# EXERCISE REQUIREMENTS
(a) Answer these questions from the column on LEMS symptoms:
(i) What worldwide prevalence of LEMS does it give?
(ii) In what sport did the writer compete as a child?
(iii) For how long was the writer bedbound after double sessions for midwinter practice?
(b) Pull from the column on LEMS symptoms the passage that begins at the words "My severe scoliosis" and stops after the words "deep, intense pain.", copied without changes.

# EXTRACT
--------

I Had Many Vague Symptoms Before My LEMS Diagnosis
As a Lambert-Eaton myasthenic syndrome (LEMS) patient, you might not have identified with the experiences that I described in my previous column. However, I’m sure that most of you will relate to this one. LEMS symptoms are vague, and due to that factor, as well as the disease’s rarity — its prevalence is about 2.8 per million worldwide — it takes a very inquisitive neurologist to reach a diagnosis.
My severe scoliosis wasn’t my only symptom of LEMS as a child. I was a competitive swimmer. Every coach I had made comments like, “Dawn, it’s too bad that your legs aren’t nearly as strong as your arms and shoulders. If they were, you’d be unstoppable.”
It’s interesting to look at my diagnosis and realize that LEMS symptoms begin with weakness in the legs. I did everything my coaches suggested regarding leg workouts — including weights, kickboarding, and running — but I could not build leg muscles that mirrored my upper-body strength.
Another vague symptom of LEMS in my teenage years was my response to exertion. After double sessions for midwinter practice, I’d be bedbound for a week. My family described it as, “Dawn needs more sleep than most.” My response to exhaustion was pain. My entire body hurt, and it wasn’t like muscular aches after a workout, but rather deep, intense pain.
In my 30s and 40s, things started to fast-forward along the LEMS symptom trajectory. The Nike “Just Do It” campaign was in full swing at the time. Meanwhile, my body was at its worst. Every time I tried to get back into shape, my body would react like a rubber band and snap back painfully and forcefully, and I’d be sick for weeks on end.

--------

# RECORDED INFORMATION
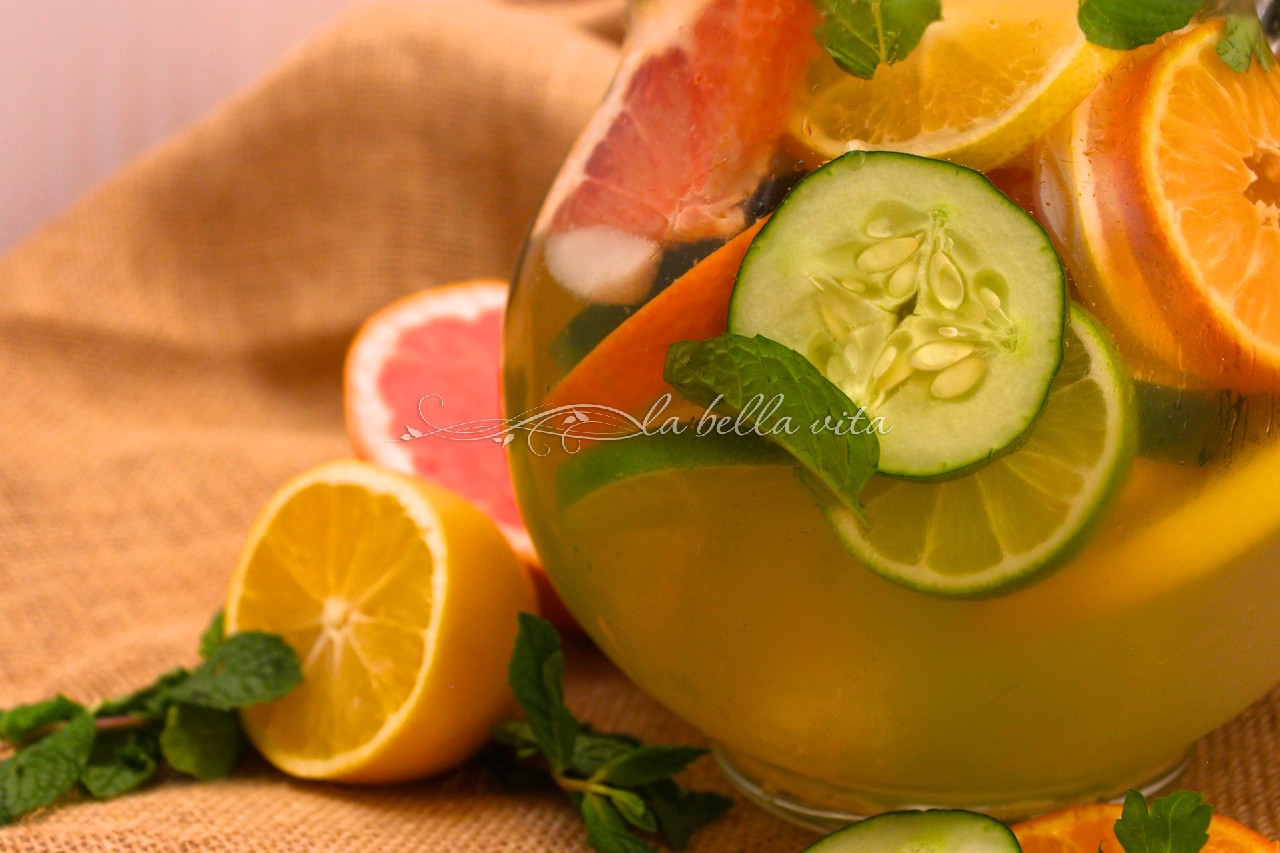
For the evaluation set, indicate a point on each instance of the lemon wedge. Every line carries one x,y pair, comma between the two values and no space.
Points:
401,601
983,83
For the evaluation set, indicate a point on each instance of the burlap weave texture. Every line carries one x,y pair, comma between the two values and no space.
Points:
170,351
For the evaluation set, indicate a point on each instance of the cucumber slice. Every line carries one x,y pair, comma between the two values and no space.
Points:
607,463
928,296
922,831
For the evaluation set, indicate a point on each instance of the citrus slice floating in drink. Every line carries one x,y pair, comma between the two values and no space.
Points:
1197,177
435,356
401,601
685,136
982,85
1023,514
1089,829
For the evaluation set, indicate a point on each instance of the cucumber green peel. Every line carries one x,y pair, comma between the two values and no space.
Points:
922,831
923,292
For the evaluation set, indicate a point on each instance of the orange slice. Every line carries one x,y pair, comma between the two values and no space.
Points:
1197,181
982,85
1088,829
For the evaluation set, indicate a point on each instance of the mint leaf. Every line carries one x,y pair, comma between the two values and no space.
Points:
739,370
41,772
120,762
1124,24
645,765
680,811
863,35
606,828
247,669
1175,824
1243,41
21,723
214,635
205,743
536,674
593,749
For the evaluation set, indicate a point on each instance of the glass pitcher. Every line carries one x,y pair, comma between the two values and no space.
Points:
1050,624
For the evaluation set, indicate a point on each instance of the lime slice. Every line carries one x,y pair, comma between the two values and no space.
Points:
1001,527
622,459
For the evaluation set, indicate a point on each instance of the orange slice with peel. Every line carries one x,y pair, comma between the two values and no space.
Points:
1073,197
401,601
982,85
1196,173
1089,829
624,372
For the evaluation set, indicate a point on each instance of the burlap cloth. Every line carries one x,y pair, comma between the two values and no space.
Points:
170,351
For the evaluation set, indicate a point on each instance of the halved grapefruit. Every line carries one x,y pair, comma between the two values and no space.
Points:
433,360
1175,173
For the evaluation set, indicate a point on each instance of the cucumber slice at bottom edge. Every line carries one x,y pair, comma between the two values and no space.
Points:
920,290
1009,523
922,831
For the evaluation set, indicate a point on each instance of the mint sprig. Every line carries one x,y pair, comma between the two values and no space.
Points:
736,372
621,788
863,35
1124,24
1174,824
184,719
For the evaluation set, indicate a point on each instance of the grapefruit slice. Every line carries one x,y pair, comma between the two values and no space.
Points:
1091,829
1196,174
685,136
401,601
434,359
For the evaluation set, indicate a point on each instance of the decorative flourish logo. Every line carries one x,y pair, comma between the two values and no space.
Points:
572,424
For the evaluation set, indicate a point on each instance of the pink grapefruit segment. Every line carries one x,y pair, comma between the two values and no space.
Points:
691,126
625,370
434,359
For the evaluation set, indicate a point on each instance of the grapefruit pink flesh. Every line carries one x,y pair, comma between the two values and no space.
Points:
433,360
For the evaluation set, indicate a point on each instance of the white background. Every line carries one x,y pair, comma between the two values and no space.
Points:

--------

# RESPONSES TO THE EXERCISE
(a)
(i) About 2.8 per million.
(ii) Swimming.
(iii) A week.

(b)
My severe scoliosis wasn’t my only symptom of LEMS as a child. I was a competitive swimmer. Every coach I had made comments like, “Dawn, it’s too bad that your legs aren’t nearly as strong as your arms and shoulders. If they were, you’d be unstoppable.”
It’s interesting to look at my diagnosis and realize that LEMS symptoms begin with weakness in the legs. I did everything my coaches suggested regarding leg workouts — including weights, kickboarding, and running — but I could not build leg muscles that mirrored my upper-body strength.
Another vague symptom of LEMS in my teenage years was my response to exertion. After double sessions for midwinter practice, I’d be bedbound for a week. My family described it as, “Dawn needs more sleep than most.” My response to exhaustion was pain. My entire body hurt, and it wasn’t like muscular aches after a workout, but rather deep, intense pain.